### THE REQUEST
Copy each line of the data below exactly, leaving out pictures.

### DATA SHOWN
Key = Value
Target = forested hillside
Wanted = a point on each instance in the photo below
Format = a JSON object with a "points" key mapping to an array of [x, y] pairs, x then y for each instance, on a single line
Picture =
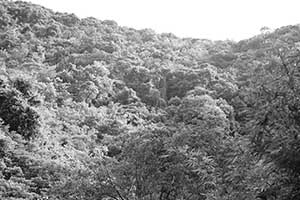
{"points": [[90, 110]]}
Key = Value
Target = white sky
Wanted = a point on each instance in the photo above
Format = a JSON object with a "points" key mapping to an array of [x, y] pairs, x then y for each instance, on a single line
{"points": [[209, 19]]}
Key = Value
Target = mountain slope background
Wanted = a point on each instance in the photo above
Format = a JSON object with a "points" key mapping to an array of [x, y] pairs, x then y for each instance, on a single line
{"points": [[92, 110]]}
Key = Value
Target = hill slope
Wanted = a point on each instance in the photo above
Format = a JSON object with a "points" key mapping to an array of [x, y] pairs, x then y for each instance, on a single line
{"points": [[92, 110]]}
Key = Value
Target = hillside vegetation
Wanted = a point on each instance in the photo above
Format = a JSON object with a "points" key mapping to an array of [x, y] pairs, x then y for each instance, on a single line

### EXPECTED ANSWER
Key = Value
Target = forested hillside
Wanted = a point on each instance in the photo below
Format = a JSON object with a "points" key mapping to an array of [x, y] pairs, x then y for each instance, on a single line
Picture =
{"points": [[90, 110]]}
Key = Value
Target = white sky
Wanted = a point on each instance in the photo above
Format = a JSON object with a "points" key mapping to an array of [x, y] pairs, x then y for each instance, on a single line
{"points": [[209, 19]]}
Key = Value
Target = mountain slope background
Wanted = a point on each instance in the photo above
Format = a JSON object with a "points" key mapping to an array of [x, y] pairs, x then y for each instance, on a single line
{"points": [[92, 110]]}
Key = Value
Target = hill slope
Wanted = a point on each instance in the photo above
Format = a JSON object with a "points" key mapping to an array of [x, y] pairs, x then y for each instance, on a single line
{"points": [[92, 110]]}
Key = Value
Target = hillside vegetation
Wanted = a point on each instance in the photo above
Format = a JSON object with a "points" key mapping to an array of [x, y] pairs, x then y for each instance, on a single line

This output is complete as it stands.